Copy the data below word for word, starting at its first line and stopping after the line that contains "(1028, 475)". Leave the pictures out of your copy.

Location labeling data
§

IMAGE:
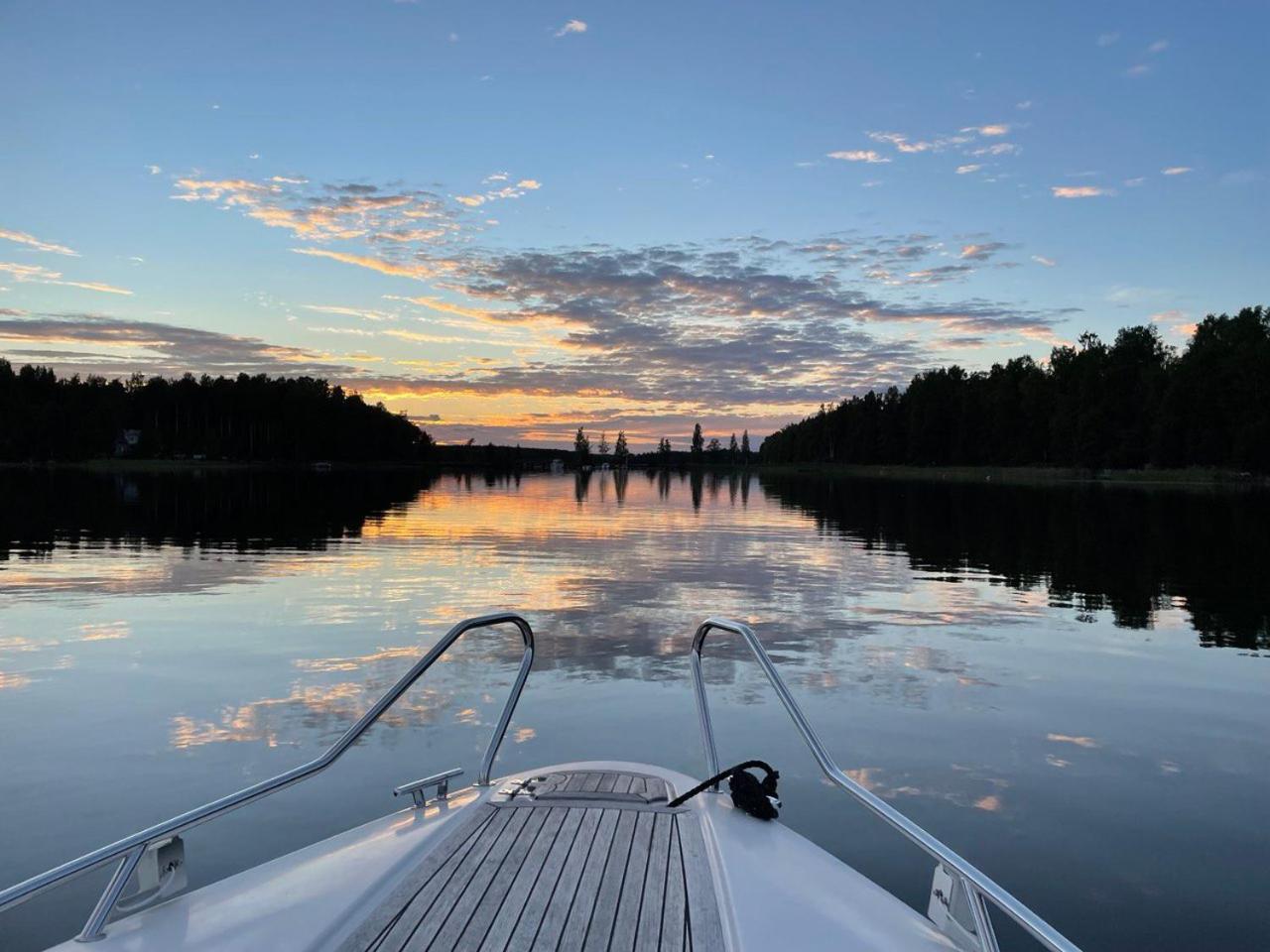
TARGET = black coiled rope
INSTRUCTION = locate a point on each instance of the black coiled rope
(754, 796)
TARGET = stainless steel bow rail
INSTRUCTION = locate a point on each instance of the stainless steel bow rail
(130, 849)
(969, 884)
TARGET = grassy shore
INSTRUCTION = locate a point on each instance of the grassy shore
(1028, 475)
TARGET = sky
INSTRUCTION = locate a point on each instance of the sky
(511, 220)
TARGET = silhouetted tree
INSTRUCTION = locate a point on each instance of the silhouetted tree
(1130, 404)
(231, 417)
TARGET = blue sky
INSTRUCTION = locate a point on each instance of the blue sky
(511, 220)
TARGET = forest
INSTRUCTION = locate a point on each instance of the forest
(1132, 404)
(244, 417)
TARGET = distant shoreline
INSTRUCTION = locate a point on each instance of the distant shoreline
(1006, 475)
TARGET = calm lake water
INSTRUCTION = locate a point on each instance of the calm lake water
(1069, 684)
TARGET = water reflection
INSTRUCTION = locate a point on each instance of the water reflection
(1121, 548)
(217, 509)
(1016, 666)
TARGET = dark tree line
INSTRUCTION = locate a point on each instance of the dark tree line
(257, 417)
(1129, 404)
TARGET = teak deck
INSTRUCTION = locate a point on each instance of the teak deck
(578, 862)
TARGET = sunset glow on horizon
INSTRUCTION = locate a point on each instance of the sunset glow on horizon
(512, 221)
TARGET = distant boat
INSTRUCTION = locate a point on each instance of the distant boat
(572, 856)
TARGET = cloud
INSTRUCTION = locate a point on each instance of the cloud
(668, 326)
(365, 313)
(572, 27)
(158, 348)
(347, 211)
(1070, 739)
(417, 270)
(22, 238)
(661, 327)
(39, 275)
(997, 128)
(980, 252)
(905, 144)
(1079, 190)
(944, 272)
(858, 155)
(996, 149)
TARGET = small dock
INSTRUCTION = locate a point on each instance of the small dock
(571, 862)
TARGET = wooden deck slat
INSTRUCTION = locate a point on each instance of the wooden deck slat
(604, 910)
(462, 896)
(675, 900)
(579, 879)
(705, 929)
(521, 865)
(575, 832)
(648, 937)
(493, 925)
(434, 871)
(631, 901)
(619, 876)
(418, 906)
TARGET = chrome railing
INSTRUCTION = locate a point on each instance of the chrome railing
(130, 849)
(978, 888)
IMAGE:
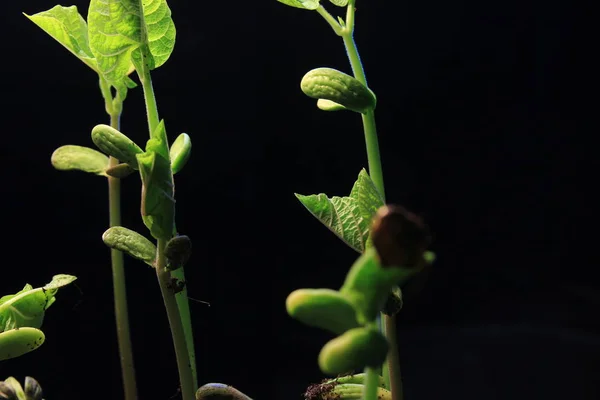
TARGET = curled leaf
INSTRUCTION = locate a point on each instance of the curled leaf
(180, 152)
(16, 342)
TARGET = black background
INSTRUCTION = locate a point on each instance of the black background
(479, 134)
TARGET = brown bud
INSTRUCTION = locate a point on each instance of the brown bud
(399, 236)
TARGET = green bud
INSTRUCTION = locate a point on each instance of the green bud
(354, 350)
(116, 144)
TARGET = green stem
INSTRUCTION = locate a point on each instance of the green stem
(117, 262)
(186, 379)
(392, 370)
(183, 344)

§

• [TASK RESULT]
IMAGE:
TARGET = black coiled rope
INSTRUCTION = locate a point on each instance of the black coiled rope
(754, 796)
TARGET = stainless steel bow rail
INSTRUCTION = locate a point on each instance of the stainless steel bow rail
(130, 849)
(969, 884)
TARGET = grassy shore
INSTRUCTION = locate a point on each instance of the grassy shore
(1028, 475)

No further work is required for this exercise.